# EXERCISE
Reproduce the data in its entirety, exactly as supplied.

──────── DATASET RECORDS

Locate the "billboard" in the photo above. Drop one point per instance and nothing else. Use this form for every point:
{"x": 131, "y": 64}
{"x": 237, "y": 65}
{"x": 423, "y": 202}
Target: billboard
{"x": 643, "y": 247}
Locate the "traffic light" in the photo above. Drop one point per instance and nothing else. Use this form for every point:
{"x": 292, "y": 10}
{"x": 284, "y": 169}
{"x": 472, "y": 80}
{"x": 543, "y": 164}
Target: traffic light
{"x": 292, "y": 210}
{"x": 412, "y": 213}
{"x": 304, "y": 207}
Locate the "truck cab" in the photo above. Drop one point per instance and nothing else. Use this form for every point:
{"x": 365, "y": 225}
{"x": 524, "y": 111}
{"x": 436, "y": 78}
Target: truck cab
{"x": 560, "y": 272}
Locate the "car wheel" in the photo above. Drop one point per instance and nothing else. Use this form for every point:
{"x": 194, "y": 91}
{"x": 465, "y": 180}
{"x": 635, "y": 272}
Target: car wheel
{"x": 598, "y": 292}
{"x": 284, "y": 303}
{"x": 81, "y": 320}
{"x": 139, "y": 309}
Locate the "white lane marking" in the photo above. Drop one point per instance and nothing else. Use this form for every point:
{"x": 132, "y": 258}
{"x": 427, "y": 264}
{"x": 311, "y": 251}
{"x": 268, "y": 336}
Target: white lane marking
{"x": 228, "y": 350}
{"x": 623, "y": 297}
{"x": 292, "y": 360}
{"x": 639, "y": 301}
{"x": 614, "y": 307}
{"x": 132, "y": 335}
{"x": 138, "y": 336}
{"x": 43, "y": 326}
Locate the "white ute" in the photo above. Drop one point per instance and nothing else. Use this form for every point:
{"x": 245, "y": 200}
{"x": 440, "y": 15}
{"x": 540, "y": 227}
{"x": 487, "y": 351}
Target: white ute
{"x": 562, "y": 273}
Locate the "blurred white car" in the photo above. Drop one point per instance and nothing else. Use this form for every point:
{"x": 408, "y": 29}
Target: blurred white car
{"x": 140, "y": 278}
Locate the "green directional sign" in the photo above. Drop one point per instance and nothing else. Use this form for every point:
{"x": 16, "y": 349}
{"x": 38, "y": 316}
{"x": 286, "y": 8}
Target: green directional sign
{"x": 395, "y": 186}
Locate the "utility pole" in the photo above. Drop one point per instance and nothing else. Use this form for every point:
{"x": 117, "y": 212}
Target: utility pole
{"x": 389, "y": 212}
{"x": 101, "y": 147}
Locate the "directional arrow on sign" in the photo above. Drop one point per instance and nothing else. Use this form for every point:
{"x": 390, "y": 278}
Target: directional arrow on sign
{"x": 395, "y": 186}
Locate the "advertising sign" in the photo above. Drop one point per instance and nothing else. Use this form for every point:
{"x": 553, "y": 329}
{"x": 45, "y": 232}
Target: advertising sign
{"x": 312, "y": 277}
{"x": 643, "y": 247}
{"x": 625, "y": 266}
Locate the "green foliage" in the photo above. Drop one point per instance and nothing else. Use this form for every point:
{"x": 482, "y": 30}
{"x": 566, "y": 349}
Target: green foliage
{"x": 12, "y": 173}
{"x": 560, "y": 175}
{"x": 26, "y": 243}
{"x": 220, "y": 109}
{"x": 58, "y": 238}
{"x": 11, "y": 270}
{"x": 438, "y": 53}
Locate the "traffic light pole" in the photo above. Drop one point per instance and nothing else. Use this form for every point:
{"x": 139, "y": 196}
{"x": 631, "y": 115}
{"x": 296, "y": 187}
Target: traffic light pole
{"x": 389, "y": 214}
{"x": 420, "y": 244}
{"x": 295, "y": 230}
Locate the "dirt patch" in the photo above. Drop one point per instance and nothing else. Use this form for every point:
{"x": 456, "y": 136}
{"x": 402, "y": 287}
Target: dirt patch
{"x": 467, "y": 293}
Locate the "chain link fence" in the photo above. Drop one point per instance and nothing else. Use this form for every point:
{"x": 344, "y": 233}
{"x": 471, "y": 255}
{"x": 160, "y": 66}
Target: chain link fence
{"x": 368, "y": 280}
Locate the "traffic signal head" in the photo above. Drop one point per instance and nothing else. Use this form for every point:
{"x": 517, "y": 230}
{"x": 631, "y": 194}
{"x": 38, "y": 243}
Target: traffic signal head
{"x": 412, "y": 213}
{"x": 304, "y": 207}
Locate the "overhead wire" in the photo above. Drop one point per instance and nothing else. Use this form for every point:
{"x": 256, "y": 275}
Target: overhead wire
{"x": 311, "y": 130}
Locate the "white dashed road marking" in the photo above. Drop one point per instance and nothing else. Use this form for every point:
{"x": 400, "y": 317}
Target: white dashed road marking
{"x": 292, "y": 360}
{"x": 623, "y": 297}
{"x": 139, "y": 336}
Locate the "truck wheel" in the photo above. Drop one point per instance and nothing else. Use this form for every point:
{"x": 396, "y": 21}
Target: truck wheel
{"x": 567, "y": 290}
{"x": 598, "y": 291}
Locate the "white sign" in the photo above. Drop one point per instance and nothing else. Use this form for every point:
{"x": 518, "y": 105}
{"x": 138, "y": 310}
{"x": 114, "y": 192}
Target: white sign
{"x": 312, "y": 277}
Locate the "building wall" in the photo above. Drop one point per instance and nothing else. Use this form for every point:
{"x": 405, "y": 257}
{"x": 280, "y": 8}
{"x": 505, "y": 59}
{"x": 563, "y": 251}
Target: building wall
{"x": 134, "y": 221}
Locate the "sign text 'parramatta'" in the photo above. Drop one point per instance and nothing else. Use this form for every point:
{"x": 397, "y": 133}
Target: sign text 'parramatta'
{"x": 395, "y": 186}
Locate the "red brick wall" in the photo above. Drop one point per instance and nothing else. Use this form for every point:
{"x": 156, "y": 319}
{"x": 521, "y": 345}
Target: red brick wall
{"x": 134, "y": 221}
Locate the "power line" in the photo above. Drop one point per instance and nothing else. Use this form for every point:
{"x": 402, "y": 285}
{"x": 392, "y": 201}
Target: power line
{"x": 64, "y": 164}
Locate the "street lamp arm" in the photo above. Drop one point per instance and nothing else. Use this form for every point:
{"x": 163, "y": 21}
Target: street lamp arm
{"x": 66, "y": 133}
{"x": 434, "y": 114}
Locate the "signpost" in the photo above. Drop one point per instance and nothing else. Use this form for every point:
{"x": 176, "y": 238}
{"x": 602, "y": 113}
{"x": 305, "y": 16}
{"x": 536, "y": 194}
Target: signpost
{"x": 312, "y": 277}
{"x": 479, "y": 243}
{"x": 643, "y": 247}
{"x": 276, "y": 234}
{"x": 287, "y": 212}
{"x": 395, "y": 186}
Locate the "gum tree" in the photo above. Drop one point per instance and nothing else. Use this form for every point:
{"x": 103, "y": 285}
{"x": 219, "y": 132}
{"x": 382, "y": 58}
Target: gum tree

────────────────

# TASK SOLUTION
Locate the "billboard" in the photo above. Drop one point per instance and nothing else. Use this form for every point:
{"x": 131, "y": 64}
{"x": 237, "y": 65}
{"x": 423, "y": 202}
Target: billboard
{"x": 643, "y": 247}
Locate the "traffic light" in the photo above. Drop one point per instance and nothing else. Use this form for every point:
{"x": 292, "y": 10}
{"x": 284, "y": 169}
{"x": 472, "y": 80}
{"x": 543, "y": 164}
Target: traffic light
{"x": 292, "y": 210}
{"x": 412, "y": 213}
{"x": 304, "y": 207}
Locate the "truck cab" in the photo above. Drop one point per instance and nothing else. Use this form for every point:
{"x": 365, "y": 225}
{"x": 524, "y": 111}
{"x": 436, "y": 78}
Target: truck cab
{"x": 560, "y": 272}
Locate the "car wheel" in the photo above. Drop one point per instance and nothing else. Use this form for every point:
{"x": 194, "y": 91}
{"x": 465, "y": 180}
{"x": 635, "y": 272}
Target: car wheel
{"x": 598, "y": 292}
{"x": 284, "y": 303}
{"x": 81, "y": 320}
{"x": 139, "y": 309}
Locate the "white lane marking" in the photo above. Drop one point per instance and nothing else. Use this form for every point:
{"x": 132, "y": 258}
{"x": 427, "y": 264}
{"x": 311, "y": 251}
{"x": 268, "y": 336}
Target: white lane marking
{"x": 228, "y": 350}
{"x": 623, "y": 297}
{"x": 292, "y": 360}
{"x": 639, "y": 301}
{"x": 614, "y": 307}
{"x": 132, "y": 335}
{"x": 138, "y": 336}
{"x": 43, "y": 326}
Locate the "white ute" in the photo above. Drop one point per instance and nothing else. Use this form for every point:
{"x": 245, "y": 200}
{"x": 440, "y": 15}
{"x": 540, "y": 227}
{"x": 487, "y": 351}
Target: white ute
{"x": 562, "y": 273}
Locate the "blurred white car" in the photo above. Drop one point per instance and nothing else. Use this form for every point:
{"x": 408, "y": 29}
Target: blurred white car
{"x": 140, "y": 278}
Locate the "green directional sign" in the photo above. Drop one point per instance and nothing else. Use this form for every point:
{"x": 16, "y": 349}
{"x": 38, "y": 316}
{"x": 286, "y": 8}
Target: green directional sign
{"x": 395, "y": 186}
Locate the "utility pole" in the photo above. Drop one point per instance and nothing else. Use this form for every point:
{"x": 117, "y": 212}
Target: utility pole
{"x": 389, "y": 212}
{"x": 101, "y": 147}
Locate the "directional arrow on sign" in the photo above. Drop one point per instance and nothing else. Use this form for every point:
{"x": 390, "y": 278}
Target: directional arrow on sign
{"x": 395, "y": 186}
Locate the "advertising sign" in the photo above. Drop one point per instance and nothing else. Use this form for every point:
{"x": 553, "y": 329}
{"x": 45, "y": 232}
Target: advertising sign
{"x": 312, "y": 277}
{"x": 643, "y": 247}
{"x": 625, "y": 266}
Locate the "green foliage" in the photo above. Drop one point per instance and nothing else. Use this form for every point:
{"x": 482, "y": 30}
{"x": 566, "y": 349}
Target: green foliage
{"x": 12, "y": 173}
{"x": 560, "y": 175}
{"x": 26, "y": 243}
{"x": 220, "y": 109}
{"x": 58, "y": 238}
{"x": 11, "y": 270}
{"x": 438, "y": 53}
Locate the "traffic light pole" in the photo above. Drop one point per instance and nothing else. Use this form for every point:
{"x": 139, "y": 196}
{"x": 631, "y": 115}
{"x": 296, "y": 187}
Target: traffic light pole
{"x": 389, "y": 214}
{"x": 420, "y": 244}
{"x": 295, "y": 230}
Locate the "dirt patch" in the photo above. Drop one point per instance and nothing else. Use this form for every point:
{"x": 456, "y": 136}
{"x": 402, "y": 287}
Target: dirt patch
{"x": 467, "y": 293}
Locate the "chain link fence" in the photo above. Drop one point per instance and nothing else. Use this form for every point:
{"x": 344, "y": 233}
{"x": 471, "y": 255}
{"x": 160, "y": 66}
Target: chain link fence
{"x": 368, "y": 280}
Locate the "traffic signal head" in the photo above. Drop one point per instance and nothing else. Use this form for every point:
{"x": 517, "y": 230}
{"x": 631, "y": 194}
{"x": 38, "y": 243}
Target: traffic signal head
{"x": 412, "y": 213}
{"x": 304, "y": 207}
Locate the "overhead wire" in the photo above. Drop one point per instance and nothing else. Use this form for every point:
{"x": 256, "y": 275}
Target: overhead wire
{"x": 311, "y": 130}
Locate the "white dashed road marking" in the photo above. Drop one point per instance and nothing else. Use this form for every point:
{"x": 400, "y": 317}
Target: white dashed road marking
{"x": 292, "y": 360}
{"x": 623, "y": 297}
{"x": 139, "y": 336}
Locate the "truck wheel" in the photo above. Drop one point per instance and nothing else. Use this form for every point:
{"x": 396, "y": 21}
Target: truck wheel
{"x": 567, "y": 290}
{"x": 598, "y": 291}
Locate the "white sign" in the photo above. Drop one point per instance and nothing else. Use this form for every point:
{"x": 518, "y": 105}
{"x": 138, "y": 310}
{"x": 114, "y": 192}
Target: white sign
{"x": 312, "y": 277}
Locate the "building wall" in the photo above. Drop one point per instance and nothing else. Use this form for every point:
{"x": 405, "y": 257}
{"x": 280, "y": 8}
{"x": 505, "y": 59}
{"x": 563, "y": 251}
Target: building wall
{"x": 134, "y": 221}
Locate the "sign text 'parramatta'" in the photo above. Drop one point per instance and nothing else. Use this form for every point:
{"x": 397, "y": 133}
Target: sign text 'parramatta'
{"x": 395, "y": 186}
Locate the "red brick wall" in the photo above. Drop one point per instance and nothing else. Use this form for every point:
{"x": 156, "y": 319}
{"x": 521, "y": 345}
Target: red brick wall
{"x": 134, "y": 221}
Locate the "power line" in the photo above. Drop one point per instance and nothing else. Use this form for every point:
{"x": 402, "y": 285}
{"x": 392, "y": 201}
Target: power line
{"x": 64, "y": 164}
Locate the "street lamp arm" in the photo above. Drop one point per instance and nothing else. Use this form for every point:
{"x": 163, "y": 21}
Target: street lamp arm
{"x": 66, "y": 133}
{"x": 434, "y": 114}
Locate the "signpost" in the photo above. Drop one point per instance and nothing else. Use this form for every point:
{"x": 176, "y": 238}
{"x": 602, "y": 113}
{"x": 305, "y": 16}
{"x": 536, "y": 194}
Target: signpost
{"x": 312, "y": 277}
{"x": 479, "y": 243}
{"x": 643, "y": 247}
{"x": 276, "y": 234}
{"x": 287, "y": 212}
{"x": 395, "y": 186}
Locate the "gum tree" in the photo above. Drop one point per instance and nothing else. Use this form for every point:
{"x": 103, "y": 285}
{"x": 219, "y": 132}
{"x": 382, "y": 58}
Target: gum tree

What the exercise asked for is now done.